● **Text block**:
★ ★ ★ ★ ★ ★ ★
National marine conservation area in Ontario, Canada

Fathom Five National Marine Park is a National Marine Conservation Area in the Georgian Bay part of Lake Huron, Ontario, Canada, that seeks to protect and display shipwrecks and lighthouses, and conserve freshwater ecosystems. Parks Canada has management plans for the aquatic and terrestrial ecosystems, with a multi-action plan for species that are at risk, including endemic species, the Monarch butterfly, the eastern ribbonsnake, and the eastern whip-poor-will. The aquatic ecosystems in the park are also of particular interest. Many fish, shellfish, amphibians, and eels are an attraction for naturalists in the park. Much of this wildlife is accessible to scuba divers and snorkellers in the park. The many shipwrecks make the park a popular scuba diving destination, and glass bottom boat tours leave Tobermory regularly, allowing tourists to see the shipwrecks without having to get wet. Additionally, there are three main popular hiking trails found within Fathom Five National Marine Park that provides visitors with views of old growth forests and the Georgian Bay. The Saugeen Ojibway Peoples have inhabited the Bruce Peninsula and the area that is now Fathom Five National Marine Park for thousands of years. This land provided for their communities and their people with the plethora of wildlife and plant life. They provide the local knowledge about Lake Huron and its ecological value to the reserve, park, and their overall livelihood. Parks Canada and Saugeen Ojibway People's collaboration is said to yield a benefit to both parties with regard to overall ecosystem knowledge.
★ ★ ★ ★ ★ ★ ★
● **Prompt**:
Carry the text on Fathom Five National Marine Park forward from its final sentence.

Dataset entries
★ ★ ★ ★ ★ ★ ★
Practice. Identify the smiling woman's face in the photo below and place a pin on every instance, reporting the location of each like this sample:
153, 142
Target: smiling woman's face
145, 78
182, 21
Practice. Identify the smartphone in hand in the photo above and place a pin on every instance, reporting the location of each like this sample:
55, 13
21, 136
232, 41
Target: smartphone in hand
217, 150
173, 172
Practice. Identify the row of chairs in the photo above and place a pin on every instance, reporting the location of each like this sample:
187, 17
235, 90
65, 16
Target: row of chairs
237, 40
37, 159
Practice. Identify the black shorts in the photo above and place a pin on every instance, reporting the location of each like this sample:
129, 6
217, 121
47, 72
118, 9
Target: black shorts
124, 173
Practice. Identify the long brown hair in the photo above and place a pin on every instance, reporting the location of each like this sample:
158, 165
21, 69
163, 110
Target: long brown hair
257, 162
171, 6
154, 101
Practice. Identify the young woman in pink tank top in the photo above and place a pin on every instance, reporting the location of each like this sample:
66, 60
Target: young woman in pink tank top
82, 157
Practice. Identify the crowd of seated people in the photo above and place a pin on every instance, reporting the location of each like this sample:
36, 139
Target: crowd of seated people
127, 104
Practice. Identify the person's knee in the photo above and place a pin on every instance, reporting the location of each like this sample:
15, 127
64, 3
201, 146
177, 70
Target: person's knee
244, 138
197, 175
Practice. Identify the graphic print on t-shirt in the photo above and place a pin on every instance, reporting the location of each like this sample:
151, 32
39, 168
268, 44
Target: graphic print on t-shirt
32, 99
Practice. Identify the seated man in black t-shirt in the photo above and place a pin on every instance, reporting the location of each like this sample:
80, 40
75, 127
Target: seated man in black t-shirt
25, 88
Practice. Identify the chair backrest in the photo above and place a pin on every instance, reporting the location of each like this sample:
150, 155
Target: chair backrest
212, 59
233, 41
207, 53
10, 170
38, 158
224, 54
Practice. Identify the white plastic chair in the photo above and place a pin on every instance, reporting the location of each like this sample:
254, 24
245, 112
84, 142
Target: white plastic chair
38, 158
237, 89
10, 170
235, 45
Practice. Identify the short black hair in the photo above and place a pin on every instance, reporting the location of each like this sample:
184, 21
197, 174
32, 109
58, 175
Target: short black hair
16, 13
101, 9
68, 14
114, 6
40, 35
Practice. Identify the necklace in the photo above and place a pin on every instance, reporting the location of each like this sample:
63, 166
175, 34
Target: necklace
★ ★ ★ ★ ★ ★ ★
● **Response**:
Many visitors camp at nearby Bruce Peninsula National Park and use the park as a base to explore Fathom Five and the surrounding area during the day.

Fathom Five also contains numerous islands, notably Flowerpot Island, which has rough camping facilities, marked trails, and its namesake flowerpots, outlying stacks of escarpment cliff that stand a short distance from the island, most with vegetation (including trees) still growing on them.

The park was established on 20 July 1987 using the area of the Fathom Five Provincial Park and the western portion of the Georgian Bay Islands National Park. The park represented a pioneering departure for the national park system, which had centred on land-based conservation until then. Its designation as a National Marine Park foresaw the creation of others, though nomenclature for such units would morph into National Marine Conservation Areas, leaving Fathom Five as the only National Marine Park. Despite its unique name, it is categorized as an NMCA and is deemed the first one in the country.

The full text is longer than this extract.